### Provided text
________________________

Re: writing output files in hadoop streaming

Posted by John Heidemann <jo...@isi.edu>.

On Tue, 15 Jan 2008 09:09:07 PST, Ted Dunning wrote: 
>
>Regarding the race condition, hadoop builds task specific temporary
>directories in the output directory, one per reduce task, that hold these
>output files (as long as you don't use absolute path names).  When the
>process completes successfully, the output files from that temporary
>directory are moved to the correct place and the temporary task-specific
>directory is deleted.  If the reduce task dies or is superceded by another
>task, then the directory is simply deleted.  The file is not kept in memory
>pending write.
>
>I am curious about how to demarcate the image boundaries in your current
>output.  Hadoop streaming makes the strong presumption of line orientation.
>If that isn't valid for your output, then you may have a program that is
>only accidentally working by finding line boundaries in binary data.  In
>particular, you may someday have a situation where some of the data has one
>kind of line boundary that is recognized, but on output the corresponding
>boundary is generated in a different form.  For instance, if your program
>sees CR-LF, it might take the pair as a line boundary and emit just LF.
>Even if this is not happening now, you may be in for some trouble
>later.

I think Yuri left out a bit about what we're doing.
He wasn't clear about what files we're talking about writing.
Let me try to clarify.

As context, all this is in Hadoop streaming.

Here's one way, the "side-effect way" (this is what we're doing now):

In principle, we'd like to not ouptut ANYTHING to stdout from streaming.
Instead, we create new files somewhere in the shared Unix filespace.
Basically, these files are side-effects of the map/reduce computation.

This approach is described in Dean & Ghemawat section 4.5
(Side-effects), with the caveat that the user must be responsible for
making any side-effect atomic.

Our problem is, I think, that duplicated reducers scheduled for
straggler elimination can result in extra, partial side-effect files.
We're trying to figure out how to clean them up properly.

Currently it seems that prematurely terminated reducers (due to cancled
straggler elimination jobs) are not told they are terminated.  They just
get a SIGPIPE because their write destination goes away.

This prompted Yuri's first question:

>>>> 1. Is there an easy way to tell in a script launched by the Hadoop
>>>>    streaming, if the script was terminated before it received complete
>>>>    input?

To me, it seems that cancled jobs should get a SIGTERM or SIGUSR1 so
they can catch and cleanup properly.  Otherwise there seems to be no
clean way to distinguish a half-run job from a fully run job that
happens to have less input.  (I.e., no way for our reducer to do a
commit or abort properly.)

(It would be nicer to send an in-band termination signal down stdin, but
I don't think a streaming reducer can do that.)

So what do the Hadoop architects think about side-effects and recovering
from half-run jobs?  Does hadoop intend to support side-effects (for
interested users, obviously not as standard practice)?  If we were in
Java would we get a signal we could use to do cleanup?

________________________

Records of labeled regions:
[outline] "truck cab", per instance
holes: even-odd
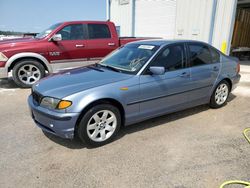
[[[143,38],[119,38],[109,21],[71,21],[50,26],[34,38],[0,42],[0,78],[12,73],[31,87],[50,73],[98,62],[121,45]]]

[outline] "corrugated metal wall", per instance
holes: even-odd
[[[177,39],[209,42],[213,0],[177,0]]]
[[[237,0],[111,0],[110,20],[121,36],[193,39],[230,51]],[[134,29],[133,25],[134,10]],[[214,19],[213,19],[214,18]]]
[[[136,0],[135,36],[172,39],[175,17],[176,0]]]
[[[110,20],[120,26],[121,36],[131,36],[132,13],[131,3],[120,4],[120,0],[110,1]]]

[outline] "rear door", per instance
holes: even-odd
[[[87,32],[85,24],[70,24],[63,27],[57,34],[62,40],[50,42],[48,53],[52,63],[74,62],[89,57],[87,49]]]
[[[188,43],[189,66],[191,68],[192,92],[190,101],[208,100],[220,70],[220,55],[203,43]]]
[[[118,38],[112,35],[108,24],[88,24],[88,52],[91,59],[101,59],[116,48]]]

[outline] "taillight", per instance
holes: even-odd
[[[240,72],[240,63],[237,63],[237,68],[236,68],[236,72],[239,73]]]

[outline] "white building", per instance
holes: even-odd
[[[194,39],[229,53],[237,6],[250,0],[106,0],[120,36]]]

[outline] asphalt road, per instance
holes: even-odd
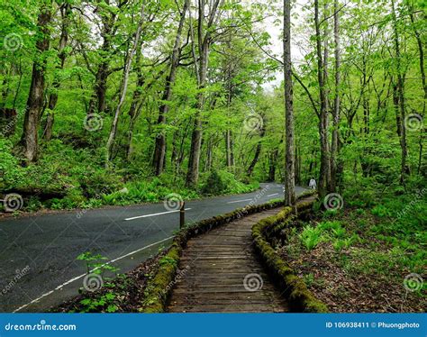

________________________

### Set problem 1
In the Hadoop streaming post, what signal do prematurely terminated reducers currently receive?
### Set problem 2
Write the next part of the Hadoop streaming post, picking up right after its final sentence.

### Exercise output 1
They get a SIGPIPE because their write destination goes away.

### Exercise output 2
What do that Hadoop streaming people think?  Is this just a bug that
streaming is not propagating a signal that appears in Javaland?

There's a second way, which is where most of the discussion has gone,
call it the "proper" way:

Rather than writing files as side-effects, the argument is to just
output the data with the standard hadoop mechanism.  In streaming, this
means through stdout.

Which prompted Yuri's second question:
>>>> 2. Is there any good way to write multiple HDFS files from a streaming
>>>> script
>>>>    *and have Hadoop cleanup those files* when it decides to destroy
>>> the
>>>>    task?  If there was just one file, I could simply use STDOUT, but
>>>> dumping
>>>>    multiple binary files to STDOUT is not pretty.

But I actually think this is not viable for us,
because we're writing images which are binary.
As per Doug's comment:

>If that isn't valid for your output, then you may have a program that is
>only accidentally working by finding line boundaries in binary data. 

(Doug, we're not doing it this way right now.)

That said, if it worked, this way is clearly a lot cleaner, since Hadoop
already handles commit/abort for half-run jobs.  Basically all of our
half-run problems go away.  But they're replaced with File Formatt
Problems.

If we were in Java, we could write our own OutputRecord class.  This is what
Runping suggested and Yuri was discussing.  I don't think that works for
us (because we're not in Java, although I suppose it might be made to
work).

If we go that way, then we're basically packing many files into one.
To me it seems to me cleanest, if one wants to do that, to use some
existing format, like tar or zip or cpio, or maybe the hadoop multi-file
format.  But this way seems fraught with peril, since we have to fight
streaming and custom record output, and then still extract the files
after output completes anyway.  Lots and lots of work---it feels like
this can't be right.

(Another one hacky way to make this work in streaming is to convert binary to
ascii, like base-64-ize the files.  Been there in SQL.  Done that.
Don't want to do it again.  It still has all the encoding and
post-processing junk. :-)

Yuri had a very clever hack that merges the two schemes.  He writes to
random filenames as side-effects, but then writes the side-effect
filenames as hadoop output.  Therefore Hadoop handles commit/abort, and
post run he just collects the files that appear in Hadoop's part-*
output and discards the others.

This hack works, but IMHO the reducer should do the commit/abort of
side-effects, not some post-processing job.

So any thoughts about supporting side-effects?

   -John

Re: writing output files in hadoop streaming

Posted by Ted Dunning <td...@veoh.com>.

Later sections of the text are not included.